- **Aim of the exercise**: Locate every line in the data that contains the string "blinds" and copy each such line.

━━━ Data for this task ━━━

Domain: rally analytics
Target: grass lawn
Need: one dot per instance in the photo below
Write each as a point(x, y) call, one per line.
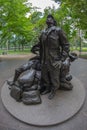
point(14, 52)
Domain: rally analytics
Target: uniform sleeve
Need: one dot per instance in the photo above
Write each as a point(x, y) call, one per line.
point(64, 44)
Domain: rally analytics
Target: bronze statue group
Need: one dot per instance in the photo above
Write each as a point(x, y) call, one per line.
point(48, 71)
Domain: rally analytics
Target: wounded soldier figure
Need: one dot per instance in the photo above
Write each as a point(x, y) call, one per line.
point(48, 71)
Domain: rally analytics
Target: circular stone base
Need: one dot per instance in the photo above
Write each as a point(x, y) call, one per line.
point(63, 106)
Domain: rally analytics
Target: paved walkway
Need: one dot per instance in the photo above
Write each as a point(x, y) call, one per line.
point(8, 122)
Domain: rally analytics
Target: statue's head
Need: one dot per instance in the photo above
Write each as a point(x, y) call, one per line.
point(50, 20)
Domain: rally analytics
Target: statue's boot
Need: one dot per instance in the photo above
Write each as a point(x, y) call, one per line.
point(46, 90)
point(69, 77)
point(66, 86)
point(52, 94)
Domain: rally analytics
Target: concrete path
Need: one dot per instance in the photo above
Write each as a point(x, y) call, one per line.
point(8, 122)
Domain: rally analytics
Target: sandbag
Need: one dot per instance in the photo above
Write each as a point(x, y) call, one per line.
point(31, 97)
point(33, 87)
point(27, 78)
point(16, 93)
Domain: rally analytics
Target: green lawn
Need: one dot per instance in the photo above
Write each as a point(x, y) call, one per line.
point(14, 52)
point(84, 56)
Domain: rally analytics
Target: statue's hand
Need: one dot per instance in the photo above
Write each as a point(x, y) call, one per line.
point(57, 64)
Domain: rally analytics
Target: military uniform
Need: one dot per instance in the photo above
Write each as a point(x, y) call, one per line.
point(54, 47)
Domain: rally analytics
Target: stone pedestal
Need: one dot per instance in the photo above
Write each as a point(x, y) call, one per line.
point(62, 107)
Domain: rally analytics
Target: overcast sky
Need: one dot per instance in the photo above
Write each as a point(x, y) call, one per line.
point(43, 3)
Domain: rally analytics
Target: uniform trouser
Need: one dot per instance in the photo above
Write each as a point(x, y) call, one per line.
point(50, 77)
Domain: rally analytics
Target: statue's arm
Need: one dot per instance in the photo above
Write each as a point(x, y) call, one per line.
point(64, 44)
point(36, 48)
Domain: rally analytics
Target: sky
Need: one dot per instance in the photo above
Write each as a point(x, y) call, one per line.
point(42, 4)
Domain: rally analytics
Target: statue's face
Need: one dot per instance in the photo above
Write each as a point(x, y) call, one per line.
point(49, 21)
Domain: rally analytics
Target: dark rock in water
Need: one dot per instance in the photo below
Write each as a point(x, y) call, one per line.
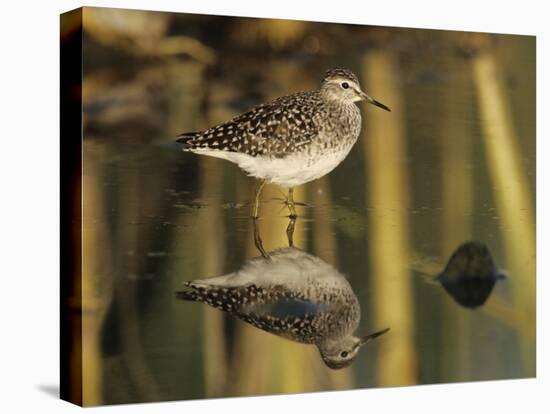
point(470, 275)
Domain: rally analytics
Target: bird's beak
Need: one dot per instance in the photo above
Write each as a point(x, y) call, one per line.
point(370, 337)
point(370, 100)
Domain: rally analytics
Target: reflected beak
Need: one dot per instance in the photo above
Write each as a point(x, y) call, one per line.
point(373, 101)
point(370, 337)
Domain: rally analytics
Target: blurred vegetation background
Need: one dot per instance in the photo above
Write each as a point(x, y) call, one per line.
point(454, 161)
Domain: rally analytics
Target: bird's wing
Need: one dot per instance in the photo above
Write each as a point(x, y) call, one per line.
point(278, 128)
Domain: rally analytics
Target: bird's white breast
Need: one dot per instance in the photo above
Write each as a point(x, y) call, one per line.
point(290, 171)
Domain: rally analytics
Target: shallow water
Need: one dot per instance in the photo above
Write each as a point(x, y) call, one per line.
point(419, 183)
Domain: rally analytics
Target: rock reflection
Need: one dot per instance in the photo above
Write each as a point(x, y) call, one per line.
point(470, 274)
point(292, 294)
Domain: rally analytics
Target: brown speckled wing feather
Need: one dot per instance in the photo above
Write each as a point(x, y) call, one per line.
point(278, 127)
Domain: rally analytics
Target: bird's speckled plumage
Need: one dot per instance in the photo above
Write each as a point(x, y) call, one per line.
point(293, 295)
point(293, 139)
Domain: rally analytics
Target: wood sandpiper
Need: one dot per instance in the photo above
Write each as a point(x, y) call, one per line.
point(294, 295)
point(293, 139)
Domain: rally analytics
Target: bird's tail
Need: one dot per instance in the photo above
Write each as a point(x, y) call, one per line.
point(190, 295)
point(187, 139)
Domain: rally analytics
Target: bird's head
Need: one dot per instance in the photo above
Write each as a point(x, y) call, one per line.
point(342, 85)
point(340, 352)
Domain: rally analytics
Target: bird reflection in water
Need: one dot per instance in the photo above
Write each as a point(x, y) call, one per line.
point(470, 274)
point(292, 294)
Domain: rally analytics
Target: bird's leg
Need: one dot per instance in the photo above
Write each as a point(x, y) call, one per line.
point(258, 240)
point(257, 200)
point(290, 231)
point(290, 203)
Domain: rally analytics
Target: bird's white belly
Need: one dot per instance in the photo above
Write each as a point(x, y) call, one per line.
point(292, 170)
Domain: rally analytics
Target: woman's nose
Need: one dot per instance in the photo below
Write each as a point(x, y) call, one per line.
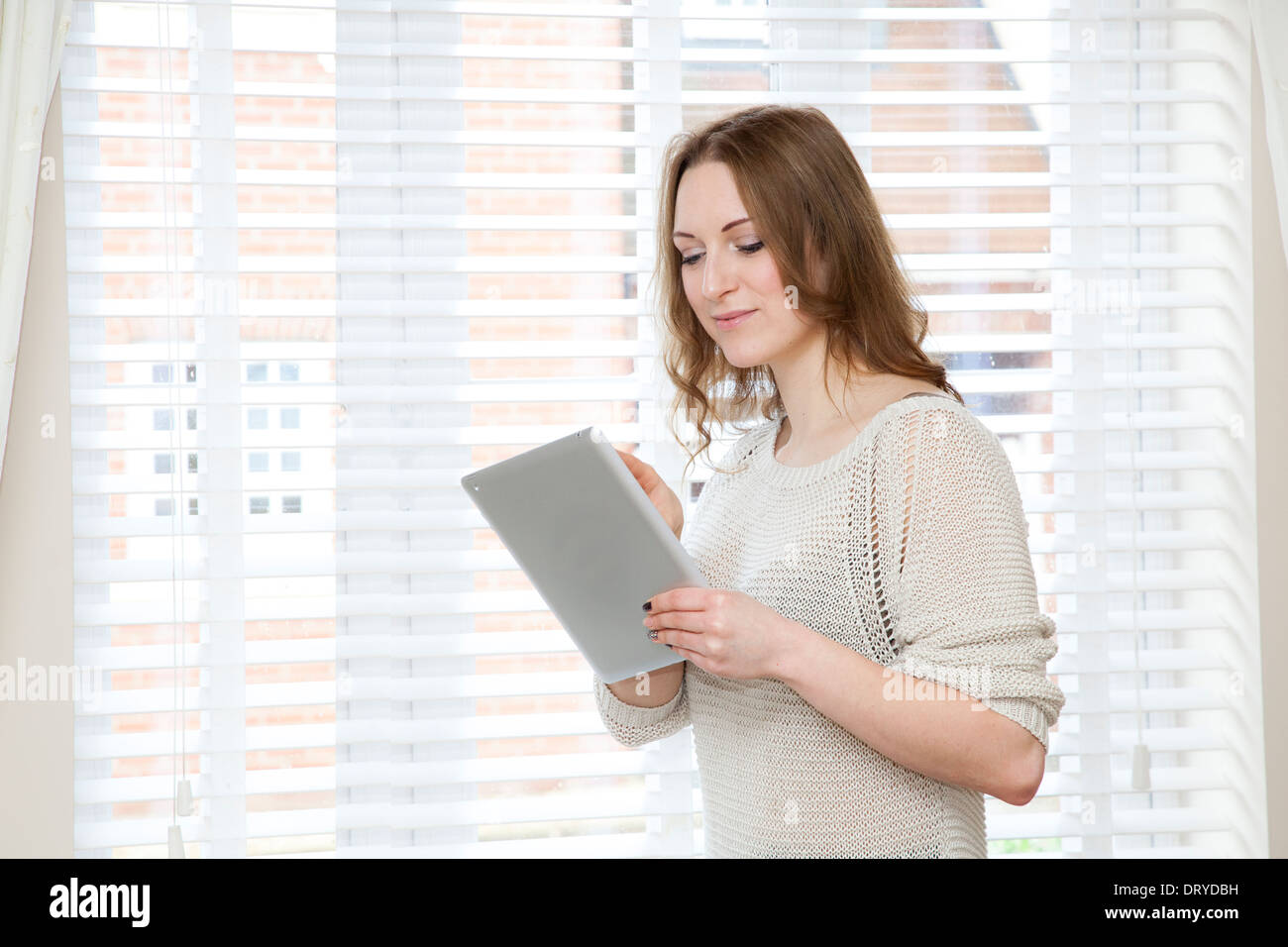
point(717, 277)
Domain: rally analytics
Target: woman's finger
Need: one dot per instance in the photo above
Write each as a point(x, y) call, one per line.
point(681, 639)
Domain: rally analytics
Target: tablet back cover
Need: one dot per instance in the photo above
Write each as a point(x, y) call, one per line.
point(591, 544)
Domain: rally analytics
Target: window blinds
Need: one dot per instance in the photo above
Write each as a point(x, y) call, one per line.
point(372, 247)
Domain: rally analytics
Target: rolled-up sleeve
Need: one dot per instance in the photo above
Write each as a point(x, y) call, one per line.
point(964, 608)
point(631, 725)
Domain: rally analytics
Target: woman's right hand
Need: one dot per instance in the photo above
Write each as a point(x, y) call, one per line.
point(662, 496)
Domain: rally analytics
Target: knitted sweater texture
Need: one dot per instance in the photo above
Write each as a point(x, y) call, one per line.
point(910, 547)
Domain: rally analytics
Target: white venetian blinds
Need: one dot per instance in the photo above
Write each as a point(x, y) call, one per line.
point(200, 169)
point(399, 241)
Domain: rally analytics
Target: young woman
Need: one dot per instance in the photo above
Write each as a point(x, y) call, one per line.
point(870, 657)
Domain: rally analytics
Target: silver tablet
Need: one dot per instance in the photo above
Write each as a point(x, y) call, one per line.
point(591, 543)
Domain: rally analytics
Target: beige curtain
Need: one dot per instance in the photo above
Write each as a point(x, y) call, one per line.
point(33, 34)
point(1270, 33)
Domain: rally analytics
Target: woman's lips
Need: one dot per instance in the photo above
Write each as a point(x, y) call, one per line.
point(734, 321)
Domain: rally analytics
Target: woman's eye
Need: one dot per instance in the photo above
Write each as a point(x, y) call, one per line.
point(748, 249)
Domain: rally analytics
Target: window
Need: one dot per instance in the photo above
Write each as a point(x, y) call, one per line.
point(452, 275)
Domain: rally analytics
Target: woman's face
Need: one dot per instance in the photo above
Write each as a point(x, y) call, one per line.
point(726, 269)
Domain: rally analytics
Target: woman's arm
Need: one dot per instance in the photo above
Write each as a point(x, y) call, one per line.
point(953, 738)
point(661, 686)
point(966, 698)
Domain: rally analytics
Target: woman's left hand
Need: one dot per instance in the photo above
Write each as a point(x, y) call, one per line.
point(722, 631)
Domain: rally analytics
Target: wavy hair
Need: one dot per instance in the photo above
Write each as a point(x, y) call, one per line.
point(800, 182)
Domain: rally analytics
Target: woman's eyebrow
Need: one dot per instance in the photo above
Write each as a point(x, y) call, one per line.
point(732, 223)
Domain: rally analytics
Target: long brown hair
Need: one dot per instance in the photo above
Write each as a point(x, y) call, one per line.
point(802, 184)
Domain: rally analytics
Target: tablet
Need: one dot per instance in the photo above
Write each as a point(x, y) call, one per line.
point(590, 541)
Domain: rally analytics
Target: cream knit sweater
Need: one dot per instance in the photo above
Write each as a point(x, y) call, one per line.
point(949, 596)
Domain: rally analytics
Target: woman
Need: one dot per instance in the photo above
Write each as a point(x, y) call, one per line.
point(870, 657)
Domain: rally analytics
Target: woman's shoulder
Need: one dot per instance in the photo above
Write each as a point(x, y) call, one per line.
point(941, 429)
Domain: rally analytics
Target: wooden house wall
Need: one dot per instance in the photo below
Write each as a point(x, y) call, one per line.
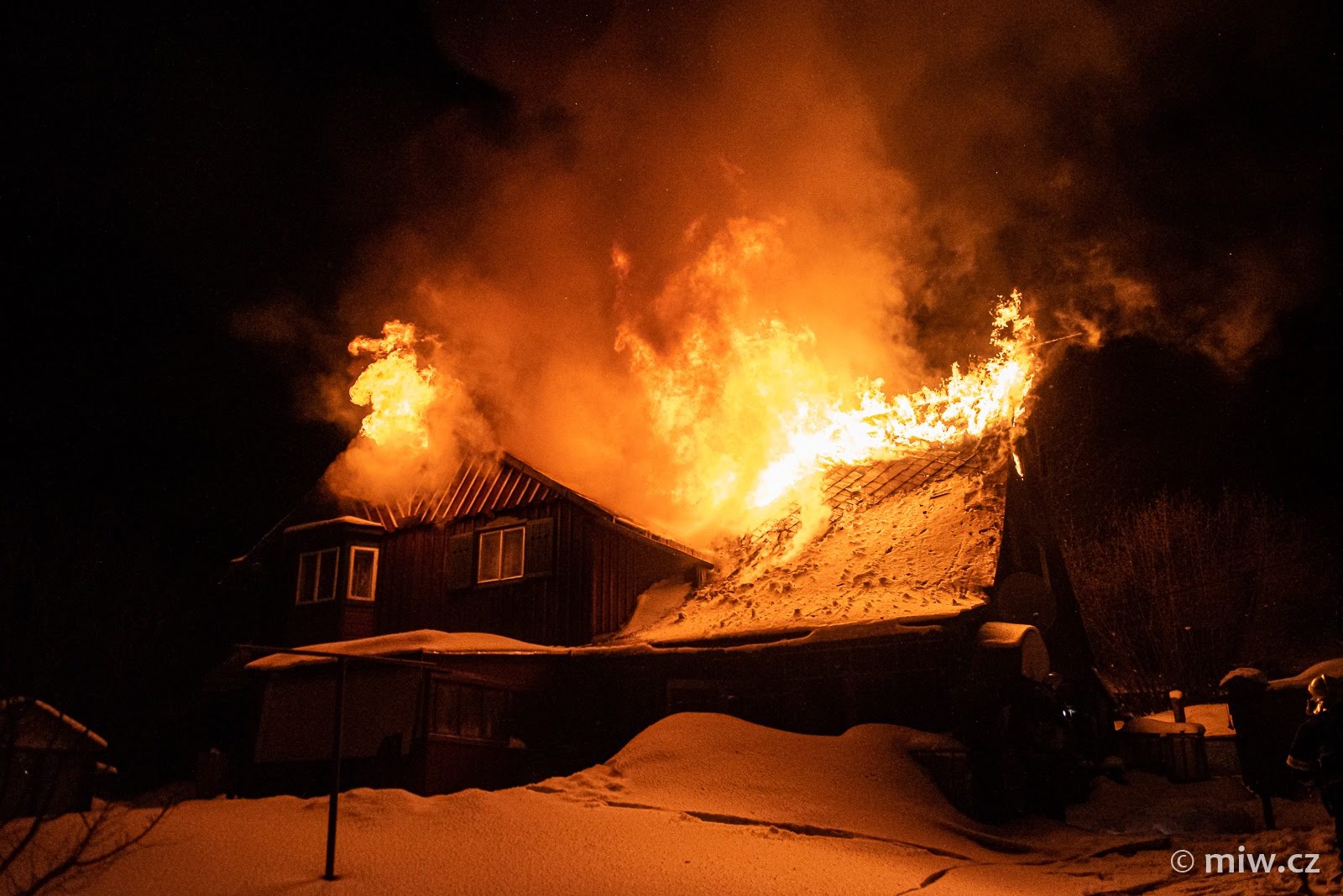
point(414, 584)
point(622, 566)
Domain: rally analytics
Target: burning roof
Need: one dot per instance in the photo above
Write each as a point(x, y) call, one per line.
point(899, 539)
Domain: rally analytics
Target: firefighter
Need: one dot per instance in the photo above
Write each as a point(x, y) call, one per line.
point(1318, 748)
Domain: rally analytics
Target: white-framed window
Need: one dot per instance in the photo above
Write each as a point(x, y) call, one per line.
point(317, 576)
point(470, 711)
point(363, 573)
point(500, 555)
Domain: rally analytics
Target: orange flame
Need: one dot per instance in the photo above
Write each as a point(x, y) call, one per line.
point(751, 414)
point(395, 388)
point(823, 432)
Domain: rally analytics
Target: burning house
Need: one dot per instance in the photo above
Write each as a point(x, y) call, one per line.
point(505, 627)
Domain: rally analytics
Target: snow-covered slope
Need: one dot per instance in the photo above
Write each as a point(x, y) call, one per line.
point(876, 550)
point(698, 804)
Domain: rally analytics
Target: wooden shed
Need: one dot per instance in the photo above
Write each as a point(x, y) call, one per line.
point(47, 761)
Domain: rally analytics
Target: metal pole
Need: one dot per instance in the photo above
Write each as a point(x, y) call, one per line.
point(336, 750)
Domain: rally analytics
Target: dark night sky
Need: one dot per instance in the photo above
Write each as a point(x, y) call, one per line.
point(171, 168)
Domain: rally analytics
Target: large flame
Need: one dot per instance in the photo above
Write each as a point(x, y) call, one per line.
point(751, 414)
point(395, 387)
point(823, 431)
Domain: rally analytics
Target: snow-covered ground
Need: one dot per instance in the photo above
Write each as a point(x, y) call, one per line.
point(931, 551)
point(707, 804)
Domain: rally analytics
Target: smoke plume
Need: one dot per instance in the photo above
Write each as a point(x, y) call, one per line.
point(861, 177)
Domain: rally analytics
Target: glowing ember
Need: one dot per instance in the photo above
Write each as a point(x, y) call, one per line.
point(395, 388)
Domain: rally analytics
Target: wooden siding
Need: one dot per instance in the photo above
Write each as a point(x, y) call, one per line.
point(598, 570)
point(541, 609)
point(622, 568)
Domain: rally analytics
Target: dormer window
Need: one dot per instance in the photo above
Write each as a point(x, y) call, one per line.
point(500, 555)
point(363, 573)
point(317, 576)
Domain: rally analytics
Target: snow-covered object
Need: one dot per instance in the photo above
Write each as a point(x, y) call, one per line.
point(698, 804)
point(1013, 636)
point(1246, 675)
point(40, 726)
point(1150, 725)
point(924, 551)
point(1333, 669)
point(1213, 716)
point(421, 640)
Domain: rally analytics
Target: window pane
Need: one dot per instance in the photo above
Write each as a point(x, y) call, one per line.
point(327, 576)
point(363, 562)
point(489, 565)
point(306, 577)
point(447, 708)
point(510, 565)
point(472, 712)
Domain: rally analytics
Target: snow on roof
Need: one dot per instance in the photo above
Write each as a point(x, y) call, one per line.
point(915, 537)
point(29, 735)
point(347, 518)
point(1333, 669)
point(418, 642)
point(481, 484)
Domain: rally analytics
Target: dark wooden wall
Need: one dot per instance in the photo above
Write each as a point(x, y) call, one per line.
point(622, 568)
point(597, 571)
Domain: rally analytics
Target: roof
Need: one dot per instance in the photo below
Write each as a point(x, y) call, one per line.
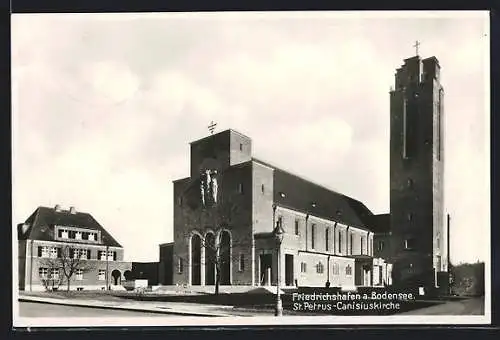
point(41, 225)
point(308, 197)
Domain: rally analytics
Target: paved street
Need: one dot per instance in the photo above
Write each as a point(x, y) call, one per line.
point(473, 306)
point(33, 309)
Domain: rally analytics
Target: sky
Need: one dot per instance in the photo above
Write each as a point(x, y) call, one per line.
point(105, 105)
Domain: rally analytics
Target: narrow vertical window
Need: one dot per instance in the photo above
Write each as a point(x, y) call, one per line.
point(340, 242)
point(180, 266)
point(438, 121)
point(405, 121)
point(313, 235)
point(242, 262)
point(351, 239)
point(327, 239)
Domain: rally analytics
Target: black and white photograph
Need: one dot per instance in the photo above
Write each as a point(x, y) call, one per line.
point(251, 168)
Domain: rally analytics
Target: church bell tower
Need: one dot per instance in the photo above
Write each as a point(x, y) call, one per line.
point(419, 243)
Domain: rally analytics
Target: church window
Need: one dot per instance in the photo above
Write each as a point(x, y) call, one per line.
point(242, 262)
point(327, 239)
point(320, 268)
point(303, 267)
point(79, 274)
point(438, 120)
point(180, 265)
point(313, 235)
point(336, 269)
point(409, 244)
point(410, 183)
point(54, 273)
point(340, 242)
point(351, 241)
point(380, 245)
point(43, 272)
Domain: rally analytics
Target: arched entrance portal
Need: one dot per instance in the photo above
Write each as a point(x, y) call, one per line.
point(196, 260)
point(116, 277)
point(225, 256)
point(210, 259)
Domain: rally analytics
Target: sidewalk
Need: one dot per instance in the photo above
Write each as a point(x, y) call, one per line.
point(176, 308)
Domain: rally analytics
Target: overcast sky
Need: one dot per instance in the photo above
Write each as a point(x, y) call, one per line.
point(105, 106)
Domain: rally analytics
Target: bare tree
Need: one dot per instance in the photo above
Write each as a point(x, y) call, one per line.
point(68, 262)
point(215, 217)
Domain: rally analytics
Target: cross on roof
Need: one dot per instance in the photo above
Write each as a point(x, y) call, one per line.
point(211, 127)
point(417, 44)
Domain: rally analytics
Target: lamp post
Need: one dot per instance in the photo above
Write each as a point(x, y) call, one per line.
point(278, 234)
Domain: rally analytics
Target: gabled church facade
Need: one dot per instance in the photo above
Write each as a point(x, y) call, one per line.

━━━

- **Result for this task**:
Target: window blinds
Target: white venetian blinds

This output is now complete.